**MATERIAL SHOWN:**
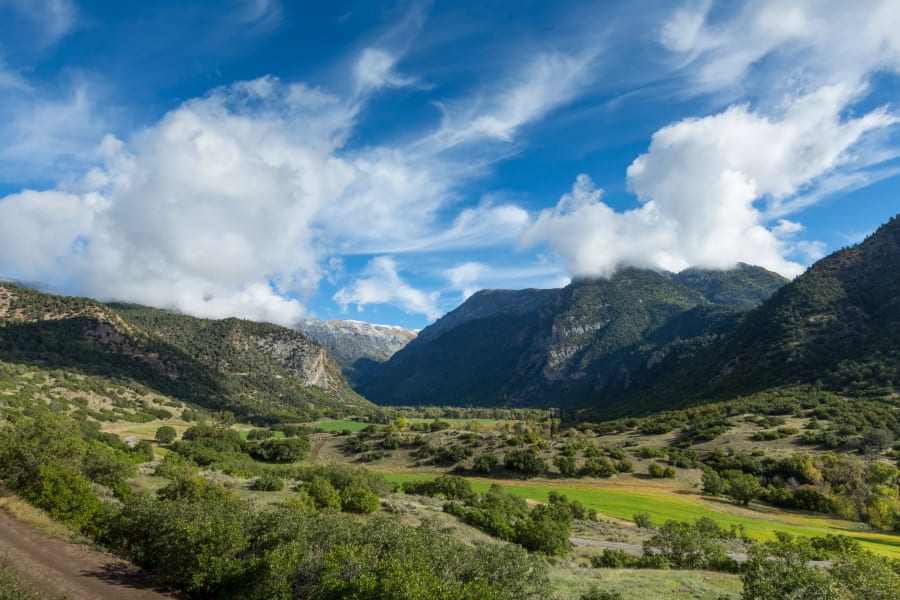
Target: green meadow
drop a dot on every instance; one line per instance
(622, 498)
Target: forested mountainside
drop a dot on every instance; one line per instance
(589, 342)
(837, 325)
(229, 364)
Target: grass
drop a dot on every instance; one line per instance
(23, 511)
(702, 585)
(334, 425)
(624, 496)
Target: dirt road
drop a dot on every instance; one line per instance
(56, 568)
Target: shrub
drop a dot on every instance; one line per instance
(359, 499)
(485, 463)
(268, 482)
(613, 559)
(642, 520)
(166, 434)
(323, 493)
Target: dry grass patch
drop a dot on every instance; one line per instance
(21, 510)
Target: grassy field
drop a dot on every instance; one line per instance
(699, 585)
(334, 425)
(624, 496)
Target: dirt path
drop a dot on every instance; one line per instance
(56, 568)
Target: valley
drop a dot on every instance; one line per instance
(154, 434)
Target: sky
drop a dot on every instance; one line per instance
(382, 161)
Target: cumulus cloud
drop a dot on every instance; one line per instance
(380, 283)
(466, 277)
(237, 203)
(47, 136)
(546, 82)
(699, 184)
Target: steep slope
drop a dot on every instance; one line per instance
(588, 342)
(249, 368)
(838, 323)
(350, 341)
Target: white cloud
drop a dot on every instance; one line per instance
(10, 80)
(466, 277)
(699, 183)
(469, 277)
(264, 13)
(237, 203)
(52, 18)
(782, 45)
(48, 137)
(375, 69)
(546, 82)
(381, 284)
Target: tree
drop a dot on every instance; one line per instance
(866, 576)
(780, 569)
(323, 493)
(547, 529)
(166, 434)
(566, 465)
(712, 483)
(357, 498)
(743, 487)
(485, 463)
(656, 470)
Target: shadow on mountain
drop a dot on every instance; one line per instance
(64, 343)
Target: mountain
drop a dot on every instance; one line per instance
(246, 367)
(837, 324)
(349, 342)
(591, 341)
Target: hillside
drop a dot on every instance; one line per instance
(231, 364)
(837, 324)
(590, 341)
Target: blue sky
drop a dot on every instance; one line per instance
(381, 161)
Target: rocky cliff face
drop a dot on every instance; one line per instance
(249, 368)
(590, 341)
(350, 341)
(306, 361)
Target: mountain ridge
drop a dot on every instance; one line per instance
(543, 347)
(228, 364)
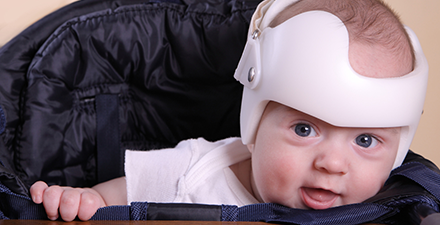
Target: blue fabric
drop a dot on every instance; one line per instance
(422, 175)
(2, 120)
(21, 207)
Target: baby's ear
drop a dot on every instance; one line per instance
(251, 147)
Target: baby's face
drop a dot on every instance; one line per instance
(302, 162)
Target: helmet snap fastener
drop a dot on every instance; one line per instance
(255, 34)
(251, 74)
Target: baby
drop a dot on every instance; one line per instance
(333, 94)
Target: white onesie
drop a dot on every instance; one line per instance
(195, 171)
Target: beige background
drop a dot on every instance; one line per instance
(423, 16)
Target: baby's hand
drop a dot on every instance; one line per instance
(66, 201)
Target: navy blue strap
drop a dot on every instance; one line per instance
(347, 214)
(2, 120)
(16, 206)
(422, 175)
(109, 154)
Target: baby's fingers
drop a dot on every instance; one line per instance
(89, 205)
(51, 201)
(69, 204)
(37, 190)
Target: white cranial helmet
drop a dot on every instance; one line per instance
(303, 63)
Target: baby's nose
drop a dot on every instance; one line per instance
(332, 161)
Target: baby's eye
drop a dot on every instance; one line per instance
(304, 130)
(366, 141)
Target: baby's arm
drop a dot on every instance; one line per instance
(82, 202)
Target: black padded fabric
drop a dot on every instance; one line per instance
(171, 65)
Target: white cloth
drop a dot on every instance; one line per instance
(195, 171)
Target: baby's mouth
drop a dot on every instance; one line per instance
(317, 198)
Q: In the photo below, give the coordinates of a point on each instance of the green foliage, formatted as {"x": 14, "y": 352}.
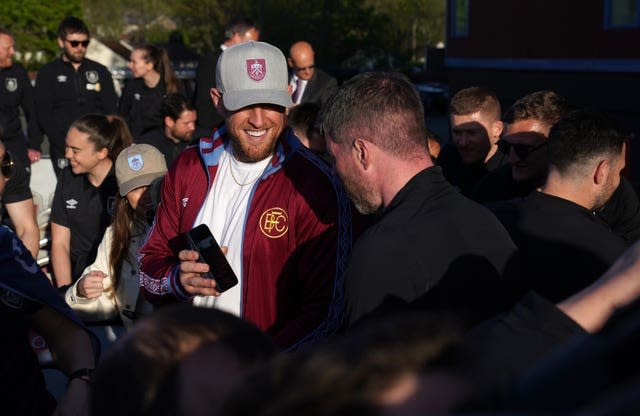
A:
{"x": 34, "y": 24}
{"x": 371, "y": 34}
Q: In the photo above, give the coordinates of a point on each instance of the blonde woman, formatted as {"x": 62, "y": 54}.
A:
{"x": 109, "y": 287}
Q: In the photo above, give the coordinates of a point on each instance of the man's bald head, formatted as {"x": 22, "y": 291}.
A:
{"x": 302, "y": 60}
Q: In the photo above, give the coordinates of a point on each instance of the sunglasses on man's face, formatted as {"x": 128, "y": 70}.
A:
{"x": 522, "y": 150}
{"x": 297, "y": 69}
{"x": 6, "y": 166}
{"x": 76, "y": 43}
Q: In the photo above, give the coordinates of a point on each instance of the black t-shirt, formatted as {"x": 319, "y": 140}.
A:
{"x": 16, "y": 93}
{"x": 466, "y": 177}
{"x": 428, "y": 233}
{"x": 64, "y": 94}
{"x": 563, "y": 246}
{"x": 140, "y": 106}
{"x": 87, "y": 211}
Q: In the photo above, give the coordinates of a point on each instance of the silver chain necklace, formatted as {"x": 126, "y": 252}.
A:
{"x": 237, "y": 181}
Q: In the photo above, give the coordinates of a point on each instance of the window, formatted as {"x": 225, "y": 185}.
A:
{"x": 621, "y": 13}
{"x": 459, "y": 17}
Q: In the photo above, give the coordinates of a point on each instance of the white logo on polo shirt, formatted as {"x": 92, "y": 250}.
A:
{"x": 71, "y": 203}
{"x": 11, "y": 84}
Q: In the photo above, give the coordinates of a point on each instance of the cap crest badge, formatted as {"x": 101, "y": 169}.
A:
{"x": 257, "y": 69}
{"x": 135, "y": 162}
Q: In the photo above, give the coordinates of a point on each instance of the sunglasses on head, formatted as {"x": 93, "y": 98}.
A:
{"x": 6, "y": 166}
{"x": 522, "y": 150}
{"x": 305, "y": 68}
{"x": 76, "y": 43}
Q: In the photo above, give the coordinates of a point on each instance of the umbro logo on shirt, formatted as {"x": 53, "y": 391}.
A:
{"x": 71, "y": 203}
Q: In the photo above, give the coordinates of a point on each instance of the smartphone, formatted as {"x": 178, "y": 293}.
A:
{"x": 202, "y": 241}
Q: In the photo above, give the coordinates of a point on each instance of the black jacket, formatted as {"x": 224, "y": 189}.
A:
{"x": 64, "y": 94}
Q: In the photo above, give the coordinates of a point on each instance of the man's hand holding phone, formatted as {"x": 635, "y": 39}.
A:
{"x": 193, "y": 274}
{"x": 219, "y": 271}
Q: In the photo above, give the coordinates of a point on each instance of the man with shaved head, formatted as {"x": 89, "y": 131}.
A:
{"x": 309, "y": 84}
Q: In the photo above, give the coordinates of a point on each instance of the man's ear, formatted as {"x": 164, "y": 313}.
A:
{"x": 363, "y": 153}
{"x": 498, "y": 127}
{"x": 103, "y": 153}
{"x": 216, "y": 98}
{"x": 601, "y": 172}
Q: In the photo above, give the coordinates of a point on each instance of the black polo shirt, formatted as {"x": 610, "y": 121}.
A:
{"x": 430, "y": 237}
{"x": 16, "y": 93}
{"x": 466, "y": 177}
{"x": 86, "y": 211}
{"x": 64, "y": 94}
{"x": 564, "y": 247}
{"x": 16, "y": 189}
{"x": 140, "y": 106}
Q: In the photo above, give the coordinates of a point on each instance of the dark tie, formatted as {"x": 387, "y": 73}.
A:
{"x": 296, "y": 93}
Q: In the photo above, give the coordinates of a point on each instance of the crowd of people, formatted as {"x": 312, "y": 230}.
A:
{"x": 381, "y": 270}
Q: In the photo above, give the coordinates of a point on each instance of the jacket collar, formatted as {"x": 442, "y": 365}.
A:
{"x": 212, "y": 147}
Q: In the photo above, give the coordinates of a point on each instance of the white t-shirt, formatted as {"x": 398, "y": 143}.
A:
{"x": 224, "y": 210}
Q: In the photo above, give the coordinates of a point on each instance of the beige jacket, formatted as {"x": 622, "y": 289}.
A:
{"x": 127, "y": 295}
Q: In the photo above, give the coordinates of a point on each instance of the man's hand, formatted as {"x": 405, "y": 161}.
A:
{"x": 34, "y": 155}
{"x": 91, "y": 285}
{"x": 192, "y": 275}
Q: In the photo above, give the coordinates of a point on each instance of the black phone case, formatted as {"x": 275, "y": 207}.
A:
{"x": 202, "y": 241}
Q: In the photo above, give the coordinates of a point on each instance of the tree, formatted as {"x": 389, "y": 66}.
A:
{"x": 34, "y": 25}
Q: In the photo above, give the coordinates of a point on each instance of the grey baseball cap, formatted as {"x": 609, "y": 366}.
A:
{"x": 138, "y": 165}
{"x": 252, "y": 73}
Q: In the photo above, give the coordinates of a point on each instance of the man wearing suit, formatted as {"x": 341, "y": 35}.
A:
{"x": 236, "y": 31}
{"x": 309, "y": 84}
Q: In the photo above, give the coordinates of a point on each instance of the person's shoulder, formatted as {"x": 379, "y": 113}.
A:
{"x": 309, "y": 164}
{"x": 16, "y": 69}
{"x": 151, "y": 136}
{"x": 211, "y": 56}
{"x": 325, "y": 76}
{"x": 188, "y": 160}
{"x": 93, "y": 65}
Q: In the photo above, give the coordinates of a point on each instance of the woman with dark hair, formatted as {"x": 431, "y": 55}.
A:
{"x": 109, "y": 287}
{"x": 153, "y": 79}
{"x": 82, "y": 205}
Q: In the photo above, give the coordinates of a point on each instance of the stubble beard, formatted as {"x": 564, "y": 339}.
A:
{"x": 248, "y": 154}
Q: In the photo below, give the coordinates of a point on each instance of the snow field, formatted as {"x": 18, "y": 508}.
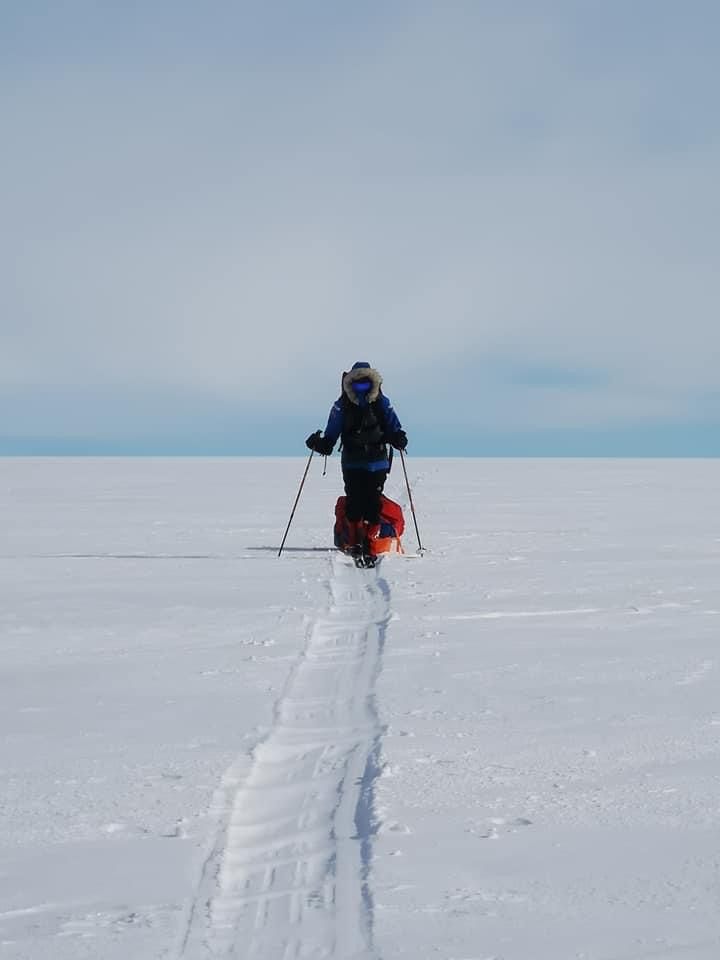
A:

**TASK TO COMPLETE:** Restate word for word only the lines from the one with "man's hand, formatted" through the last line of the material, both included. Any picture should be left out.

**CORRECT RESPONSE:**
Q: In the photo above, give the coordinates of a point on each instance of the man's hand, formatted as {"x": 405, "y": 161}.
A:
{"x": 34, "y": 155}
{"x": 91, "y": 285}
{"x": 192, "y": 275}
Q: In the photo above, give the coordinates of a point on each instance of the black phone case, formatted as {"x": 275, "y": 207}.
A:
{"x": 202, "y": 241}
Q: In the photo above, give the coordinates of a point on each instance of the tree, formatted as {"x": 389, "y": 66}.
A:
{"x": 34, "y": 25}
Q: In the photo above, give the coordinates of a point on each instance of the grey baseball cap, formatted as {"x": 609, "y": 366}.
A:
{"x": 138, "y": 165}
{"x": 252, "y": 73}
Q: In the photo above, give the coordinates of a point on each instance of the man wearing suit, formatted as {"x": 341, "y": 35}.
A:
{"x": 236, "y": 31}
{"x": 309, "y": 84}
Q: In the photo above, give the coordinates of a point on each instance of the person's shoulder, formatted as {"x": 379, "y": 113}.
A:
{"x": 309, "y": 164}
{"x": 16, "y": 69}
{"x": 151, "y": 136}
{"x": 211, "y": 56}
{"x": 325, "y": 76}
{"x": 188, "y": 160}
{"x": 93, "y": 65}
Q: In the photo above, give the coordinates of a point on each instance of the woman with dark hair, formatted as {"x": 431, "y": 55}.
A:
{"x": 109, "y": 287}
{"x": 153, "y": 79}
{"x": 82, "y": 205}
Q: In the photo above, give the coordinates of a point on each instance of the stubble beard, formatted as {"x": 564, "y": 339}.
A:
{"x": 248, "y": 154}
Q: In the photo below, give the coordinates of a point on each instance of the snow field, formatted as {"x": 18, "y": 508}.
A:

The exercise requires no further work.